## Task instructions:
Copy out the lines below word for word, leaving nothing out.

(Saved entries)

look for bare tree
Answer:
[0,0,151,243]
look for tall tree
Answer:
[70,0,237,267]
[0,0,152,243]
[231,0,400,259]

## Answer to this task:
look for bare tree
Answer:
[0,0,151,243]
look for tall tree
Answer:
[70,0,237,267]
[0,0,152,243]
[231,0,400,259]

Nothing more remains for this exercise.